**ESTRATTO DEL TESTO:**
Lo possiamo nutrire, alimentare e serbare, lo si può covare finché non diverta sordo o arriva a esplodere; oppure si può deporre e dimenticare, specie se è di vecchia data: è il rancore, quel sentimento di avversione profonda mista a rabbia e risentimento che proviamo a volte nei confronti di qualcuno che pensiamo ci abbia fatto un torto. Non è un bel sentimento, anzi è un veleno che ci rode nel profondo, dato che una delle sue caratteristiche più tipiche sta proprio nel covare nell’ombra senza venire mai alla luce. Non cerca soluzioni, se non di vendetta, ma non ci dà tregua e ci fa star male. Per questo è buona cosa non dargli spazio e liberarsene al più presto.
La parole rancore deriva dal latino rancorem, che a sua volta risale al termine rancor, che significa, acido e rancido. Insomma, covare nel cuore questo sentimento è come conservare nel frigorifero qualcosa che marcisce. Il rancore fa un po’ la stessa cosa: il risentimento e la rabbia persistente finiscono per avvelenarci, proprio come un alimento andato a male contamina quelli con cui viene in contatto.
PERCHÉ UCCIDERE QUESTO TARLO – Il rancore produce squilibrio e sentimenti negativi che ci impediscono di godere della vita: a volte genera addirittura più sofferenza del torto che pensiamo di aver subito. E, in più, è qualcosa che fa soffire solo chi lo prova. Insomma, abbiamo tutto l’interesse a non covare questo risentimento, ma usare ogni mezzo per acquietarlo e recuperare la serenità (o almeno l’indifferenza): ne guadagnerà la qualità della nostra vita.
PRENDIAMONE ATTO – Il primo passo è riconoscerlo e ammettere la sua esistenza. A volte è difficile individuarlo: semplicemente ci sentiamo agitati e pieno di antipatia nei confronti di qualcuno: occorre un po’ di onesta analisi per capire il perché delle nostre sensazioni.

**Voci di dati archiviate:**
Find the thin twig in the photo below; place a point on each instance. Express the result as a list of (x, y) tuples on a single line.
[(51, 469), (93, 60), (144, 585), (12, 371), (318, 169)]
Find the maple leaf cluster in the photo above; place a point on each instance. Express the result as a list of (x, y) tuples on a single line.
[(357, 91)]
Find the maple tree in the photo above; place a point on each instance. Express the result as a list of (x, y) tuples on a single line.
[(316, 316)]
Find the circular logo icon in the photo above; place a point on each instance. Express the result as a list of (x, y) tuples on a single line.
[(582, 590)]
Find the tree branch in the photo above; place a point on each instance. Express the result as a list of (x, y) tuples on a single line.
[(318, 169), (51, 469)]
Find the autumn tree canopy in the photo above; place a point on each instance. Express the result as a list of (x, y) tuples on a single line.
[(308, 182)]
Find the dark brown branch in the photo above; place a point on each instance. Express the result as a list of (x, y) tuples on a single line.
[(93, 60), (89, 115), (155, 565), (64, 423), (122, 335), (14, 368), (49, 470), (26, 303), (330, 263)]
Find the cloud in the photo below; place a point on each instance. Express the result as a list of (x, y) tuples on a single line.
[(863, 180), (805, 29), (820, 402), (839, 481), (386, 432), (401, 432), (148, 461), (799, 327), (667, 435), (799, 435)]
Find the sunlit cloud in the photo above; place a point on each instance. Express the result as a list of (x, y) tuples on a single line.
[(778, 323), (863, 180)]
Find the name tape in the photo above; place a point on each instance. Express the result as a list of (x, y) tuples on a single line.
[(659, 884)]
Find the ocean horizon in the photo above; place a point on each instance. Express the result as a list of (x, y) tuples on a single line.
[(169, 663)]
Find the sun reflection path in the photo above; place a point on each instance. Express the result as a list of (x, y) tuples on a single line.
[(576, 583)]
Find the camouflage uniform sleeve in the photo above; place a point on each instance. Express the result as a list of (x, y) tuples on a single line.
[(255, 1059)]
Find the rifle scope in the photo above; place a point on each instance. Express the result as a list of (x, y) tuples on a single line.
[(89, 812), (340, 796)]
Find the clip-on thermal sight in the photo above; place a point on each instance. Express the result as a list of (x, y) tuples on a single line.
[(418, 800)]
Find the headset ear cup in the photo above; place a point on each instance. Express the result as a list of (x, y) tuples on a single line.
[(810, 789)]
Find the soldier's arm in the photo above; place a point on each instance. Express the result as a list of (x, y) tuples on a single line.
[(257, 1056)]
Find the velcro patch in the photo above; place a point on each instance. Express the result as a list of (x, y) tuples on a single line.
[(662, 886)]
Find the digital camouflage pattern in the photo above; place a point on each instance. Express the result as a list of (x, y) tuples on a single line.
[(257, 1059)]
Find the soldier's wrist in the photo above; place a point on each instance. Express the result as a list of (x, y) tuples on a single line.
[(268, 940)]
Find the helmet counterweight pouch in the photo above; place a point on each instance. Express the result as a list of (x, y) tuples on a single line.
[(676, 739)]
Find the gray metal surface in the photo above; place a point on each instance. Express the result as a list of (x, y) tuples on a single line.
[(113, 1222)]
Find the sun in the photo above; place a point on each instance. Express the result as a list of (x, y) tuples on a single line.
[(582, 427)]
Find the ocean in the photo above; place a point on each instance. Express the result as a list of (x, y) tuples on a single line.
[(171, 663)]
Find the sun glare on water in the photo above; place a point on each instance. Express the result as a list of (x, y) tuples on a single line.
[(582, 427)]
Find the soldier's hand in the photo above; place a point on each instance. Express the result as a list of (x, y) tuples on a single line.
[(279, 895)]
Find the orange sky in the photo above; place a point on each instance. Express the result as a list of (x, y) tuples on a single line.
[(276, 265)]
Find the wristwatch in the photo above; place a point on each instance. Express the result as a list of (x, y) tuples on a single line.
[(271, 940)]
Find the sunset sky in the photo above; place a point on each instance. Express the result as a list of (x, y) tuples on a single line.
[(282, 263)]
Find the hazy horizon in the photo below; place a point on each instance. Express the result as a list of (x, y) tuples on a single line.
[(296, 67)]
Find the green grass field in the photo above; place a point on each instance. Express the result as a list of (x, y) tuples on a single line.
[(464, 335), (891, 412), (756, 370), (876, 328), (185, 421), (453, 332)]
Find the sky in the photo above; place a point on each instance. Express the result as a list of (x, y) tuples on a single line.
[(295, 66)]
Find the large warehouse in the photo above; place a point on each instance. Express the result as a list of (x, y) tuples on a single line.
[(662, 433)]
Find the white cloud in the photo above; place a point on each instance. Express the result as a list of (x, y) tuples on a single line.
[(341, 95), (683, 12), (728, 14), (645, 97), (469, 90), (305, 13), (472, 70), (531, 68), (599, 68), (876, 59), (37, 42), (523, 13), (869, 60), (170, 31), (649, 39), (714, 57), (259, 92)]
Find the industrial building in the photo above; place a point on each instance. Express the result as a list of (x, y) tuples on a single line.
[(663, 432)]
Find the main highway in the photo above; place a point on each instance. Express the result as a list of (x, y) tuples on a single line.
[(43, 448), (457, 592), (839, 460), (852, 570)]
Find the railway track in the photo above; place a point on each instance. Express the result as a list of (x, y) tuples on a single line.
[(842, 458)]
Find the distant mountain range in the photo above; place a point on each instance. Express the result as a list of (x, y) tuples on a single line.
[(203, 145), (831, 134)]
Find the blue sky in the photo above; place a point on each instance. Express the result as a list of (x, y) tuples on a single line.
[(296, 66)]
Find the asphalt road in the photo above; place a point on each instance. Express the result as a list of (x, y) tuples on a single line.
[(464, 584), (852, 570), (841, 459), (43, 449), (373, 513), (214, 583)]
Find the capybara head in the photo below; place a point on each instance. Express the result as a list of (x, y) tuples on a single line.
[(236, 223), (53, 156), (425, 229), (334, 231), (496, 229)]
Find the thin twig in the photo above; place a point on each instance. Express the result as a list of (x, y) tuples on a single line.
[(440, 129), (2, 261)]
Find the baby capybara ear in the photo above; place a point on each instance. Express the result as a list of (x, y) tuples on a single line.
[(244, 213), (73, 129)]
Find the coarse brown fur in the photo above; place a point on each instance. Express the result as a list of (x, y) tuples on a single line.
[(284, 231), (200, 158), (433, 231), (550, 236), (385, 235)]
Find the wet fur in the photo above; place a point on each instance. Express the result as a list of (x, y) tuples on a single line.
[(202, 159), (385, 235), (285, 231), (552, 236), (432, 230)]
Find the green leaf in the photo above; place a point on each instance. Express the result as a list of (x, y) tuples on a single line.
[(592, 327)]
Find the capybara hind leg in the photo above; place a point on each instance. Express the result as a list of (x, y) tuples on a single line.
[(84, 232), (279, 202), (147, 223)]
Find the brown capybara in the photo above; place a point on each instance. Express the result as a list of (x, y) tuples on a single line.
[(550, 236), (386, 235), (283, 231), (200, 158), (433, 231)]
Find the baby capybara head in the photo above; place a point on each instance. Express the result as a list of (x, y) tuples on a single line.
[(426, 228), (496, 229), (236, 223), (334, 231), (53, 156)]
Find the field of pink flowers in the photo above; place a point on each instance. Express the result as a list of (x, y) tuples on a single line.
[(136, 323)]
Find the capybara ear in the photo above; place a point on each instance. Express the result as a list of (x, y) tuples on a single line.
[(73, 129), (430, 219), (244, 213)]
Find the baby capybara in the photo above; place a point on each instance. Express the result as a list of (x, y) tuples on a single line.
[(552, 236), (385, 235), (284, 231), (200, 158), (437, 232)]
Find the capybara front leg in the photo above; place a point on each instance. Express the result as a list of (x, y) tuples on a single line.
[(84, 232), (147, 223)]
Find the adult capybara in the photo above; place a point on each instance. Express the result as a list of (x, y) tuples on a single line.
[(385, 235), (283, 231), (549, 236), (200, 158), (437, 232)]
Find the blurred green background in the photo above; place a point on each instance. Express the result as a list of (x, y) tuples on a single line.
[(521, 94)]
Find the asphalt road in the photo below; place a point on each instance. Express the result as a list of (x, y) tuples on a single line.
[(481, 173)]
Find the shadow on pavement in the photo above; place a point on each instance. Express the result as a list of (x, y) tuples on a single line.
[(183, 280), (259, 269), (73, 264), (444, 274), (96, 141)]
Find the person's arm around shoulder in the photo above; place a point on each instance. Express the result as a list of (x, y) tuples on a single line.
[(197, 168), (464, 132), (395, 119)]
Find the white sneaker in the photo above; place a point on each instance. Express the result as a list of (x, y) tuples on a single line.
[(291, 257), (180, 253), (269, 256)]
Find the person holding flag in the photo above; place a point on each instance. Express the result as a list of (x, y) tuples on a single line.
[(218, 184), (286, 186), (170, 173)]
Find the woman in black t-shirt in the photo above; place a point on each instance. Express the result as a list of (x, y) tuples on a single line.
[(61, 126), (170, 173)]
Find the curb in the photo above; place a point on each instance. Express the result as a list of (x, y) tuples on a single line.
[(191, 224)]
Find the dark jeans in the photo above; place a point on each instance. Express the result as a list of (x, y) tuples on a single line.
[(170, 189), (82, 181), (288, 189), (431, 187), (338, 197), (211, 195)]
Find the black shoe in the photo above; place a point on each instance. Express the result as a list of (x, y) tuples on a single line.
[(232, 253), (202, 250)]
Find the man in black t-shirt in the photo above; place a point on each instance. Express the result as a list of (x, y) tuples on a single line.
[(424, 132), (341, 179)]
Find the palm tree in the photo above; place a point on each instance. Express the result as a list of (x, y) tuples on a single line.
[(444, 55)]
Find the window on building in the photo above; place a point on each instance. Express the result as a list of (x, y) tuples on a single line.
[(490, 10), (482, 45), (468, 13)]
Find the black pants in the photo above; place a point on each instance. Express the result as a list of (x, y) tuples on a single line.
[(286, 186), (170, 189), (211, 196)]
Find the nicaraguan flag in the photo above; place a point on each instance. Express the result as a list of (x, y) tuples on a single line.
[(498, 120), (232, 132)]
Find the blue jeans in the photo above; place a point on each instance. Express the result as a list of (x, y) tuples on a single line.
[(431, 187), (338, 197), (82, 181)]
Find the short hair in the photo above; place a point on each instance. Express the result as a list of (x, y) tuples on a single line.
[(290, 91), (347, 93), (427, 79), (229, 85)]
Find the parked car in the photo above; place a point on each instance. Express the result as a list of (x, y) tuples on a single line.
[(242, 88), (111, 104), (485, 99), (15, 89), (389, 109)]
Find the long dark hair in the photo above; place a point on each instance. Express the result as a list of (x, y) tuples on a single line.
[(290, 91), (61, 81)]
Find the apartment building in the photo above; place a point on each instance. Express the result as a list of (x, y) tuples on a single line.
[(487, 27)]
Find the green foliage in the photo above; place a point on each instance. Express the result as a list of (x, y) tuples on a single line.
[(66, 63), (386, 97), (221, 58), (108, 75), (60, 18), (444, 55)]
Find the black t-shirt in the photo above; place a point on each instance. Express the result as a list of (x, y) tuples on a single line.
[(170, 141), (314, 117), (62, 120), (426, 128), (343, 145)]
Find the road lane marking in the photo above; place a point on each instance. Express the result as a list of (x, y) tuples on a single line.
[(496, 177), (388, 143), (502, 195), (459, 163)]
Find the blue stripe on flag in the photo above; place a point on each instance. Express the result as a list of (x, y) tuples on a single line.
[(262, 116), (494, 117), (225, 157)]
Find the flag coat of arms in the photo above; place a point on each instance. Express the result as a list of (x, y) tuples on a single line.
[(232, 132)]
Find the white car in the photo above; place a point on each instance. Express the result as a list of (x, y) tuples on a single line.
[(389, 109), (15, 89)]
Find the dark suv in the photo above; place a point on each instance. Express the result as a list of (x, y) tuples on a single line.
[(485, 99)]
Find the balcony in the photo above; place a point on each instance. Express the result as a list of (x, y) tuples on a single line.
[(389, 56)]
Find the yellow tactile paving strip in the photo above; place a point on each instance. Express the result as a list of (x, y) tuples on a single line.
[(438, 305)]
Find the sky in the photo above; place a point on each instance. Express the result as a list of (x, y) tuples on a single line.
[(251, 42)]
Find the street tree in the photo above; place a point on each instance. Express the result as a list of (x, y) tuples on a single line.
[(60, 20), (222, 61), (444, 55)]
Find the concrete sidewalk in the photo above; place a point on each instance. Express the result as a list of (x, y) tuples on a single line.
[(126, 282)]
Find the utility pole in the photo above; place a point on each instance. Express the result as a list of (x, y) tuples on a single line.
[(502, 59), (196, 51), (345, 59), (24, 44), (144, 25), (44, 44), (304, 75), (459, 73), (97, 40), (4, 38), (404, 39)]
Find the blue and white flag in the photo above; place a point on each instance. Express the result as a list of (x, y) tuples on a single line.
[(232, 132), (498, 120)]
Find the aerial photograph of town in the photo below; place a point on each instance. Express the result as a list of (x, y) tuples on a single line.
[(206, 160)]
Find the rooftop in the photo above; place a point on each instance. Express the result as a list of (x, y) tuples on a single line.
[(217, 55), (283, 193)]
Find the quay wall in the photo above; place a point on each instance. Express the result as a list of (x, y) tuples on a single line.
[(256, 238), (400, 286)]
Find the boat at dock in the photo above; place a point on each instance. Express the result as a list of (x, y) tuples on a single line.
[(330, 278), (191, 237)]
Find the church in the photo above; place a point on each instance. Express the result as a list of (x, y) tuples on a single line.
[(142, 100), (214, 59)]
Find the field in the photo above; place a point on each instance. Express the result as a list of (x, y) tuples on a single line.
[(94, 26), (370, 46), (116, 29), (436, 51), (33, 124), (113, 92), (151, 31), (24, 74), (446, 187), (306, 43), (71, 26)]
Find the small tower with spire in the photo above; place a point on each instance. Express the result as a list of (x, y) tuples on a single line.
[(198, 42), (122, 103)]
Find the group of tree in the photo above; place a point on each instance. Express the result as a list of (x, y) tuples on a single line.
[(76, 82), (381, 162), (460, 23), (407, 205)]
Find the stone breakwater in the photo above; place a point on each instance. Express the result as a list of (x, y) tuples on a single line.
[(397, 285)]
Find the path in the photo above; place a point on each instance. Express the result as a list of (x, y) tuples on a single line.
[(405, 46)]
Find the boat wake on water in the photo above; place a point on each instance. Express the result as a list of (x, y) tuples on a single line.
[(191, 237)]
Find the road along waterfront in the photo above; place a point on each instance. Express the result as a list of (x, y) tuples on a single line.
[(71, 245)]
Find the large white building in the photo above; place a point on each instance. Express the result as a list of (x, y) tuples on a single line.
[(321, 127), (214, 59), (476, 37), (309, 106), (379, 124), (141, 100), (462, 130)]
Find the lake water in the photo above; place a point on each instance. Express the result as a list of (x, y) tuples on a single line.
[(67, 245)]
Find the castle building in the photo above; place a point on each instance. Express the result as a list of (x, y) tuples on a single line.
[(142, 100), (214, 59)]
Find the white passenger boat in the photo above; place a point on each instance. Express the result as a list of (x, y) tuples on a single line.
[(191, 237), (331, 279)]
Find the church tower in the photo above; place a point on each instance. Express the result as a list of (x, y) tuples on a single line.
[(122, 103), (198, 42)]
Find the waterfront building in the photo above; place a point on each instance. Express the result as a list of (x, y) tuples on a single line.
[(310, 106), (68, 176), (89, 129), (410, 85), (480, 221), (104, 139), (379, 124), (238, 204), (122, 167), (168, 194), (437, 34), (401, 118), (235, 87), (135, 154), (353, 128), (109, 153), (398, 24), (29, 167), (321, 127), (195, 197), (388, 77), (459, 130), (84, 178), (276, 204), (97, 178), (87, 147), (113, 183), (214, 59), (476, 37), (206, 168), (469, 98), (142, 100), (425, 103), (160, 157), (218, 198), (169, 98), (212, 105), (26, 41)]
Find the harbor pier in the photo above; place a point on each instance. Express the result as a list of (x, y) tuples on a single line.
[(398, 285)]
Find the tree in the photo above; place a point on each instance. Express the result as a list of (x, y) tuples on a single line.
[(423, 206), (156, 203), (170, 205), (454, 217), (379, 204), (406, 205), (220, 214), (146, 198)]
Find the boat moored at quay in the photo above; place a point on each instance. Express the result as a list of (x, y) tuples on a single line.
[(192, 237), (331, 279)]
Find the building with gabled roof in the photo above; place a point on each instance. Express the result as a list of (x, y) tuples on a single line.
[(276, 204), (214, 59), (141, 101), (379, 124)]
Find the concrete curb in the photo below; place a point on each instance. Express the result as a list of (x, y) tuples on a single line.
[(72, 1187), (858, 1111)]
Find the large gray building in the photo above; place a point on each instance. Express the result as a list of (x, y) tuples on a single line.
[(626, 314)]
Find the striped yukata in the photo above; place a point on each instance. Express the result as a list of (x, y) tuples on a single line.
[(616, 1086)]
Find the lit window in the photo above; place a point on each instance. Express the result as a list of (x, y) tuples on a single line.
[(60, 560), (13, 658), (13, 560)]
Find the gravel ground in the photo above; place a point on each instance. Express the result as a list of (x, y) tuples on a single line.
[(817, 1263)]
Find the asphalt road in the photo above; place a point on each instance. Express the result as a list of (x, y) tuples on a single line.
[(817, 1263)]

**DOMANDE DI STUDIO:**
[A] Traduci in inglese questa frase del testo sul rancore: «Il primo passo è riconoscerlo e ammettere la sua esistenza.»
[B] Riassumi in due frasi il testo sul rancore.

**ELENCO RISPOSTE:**
[A] The first step is to recognize it and admit its existence.

[B] Il rancore è un'avversione profonda mista a rabbia e risentimento verso chi pensiamo ci abbia fatto un torto, e agisce come un veleno che ci fa star male e ci impedisce di godere della vita. Per questo conviene liberarsene al più presto, cominciando dal riconoscerlo e dall'ammetterne l'esistenza.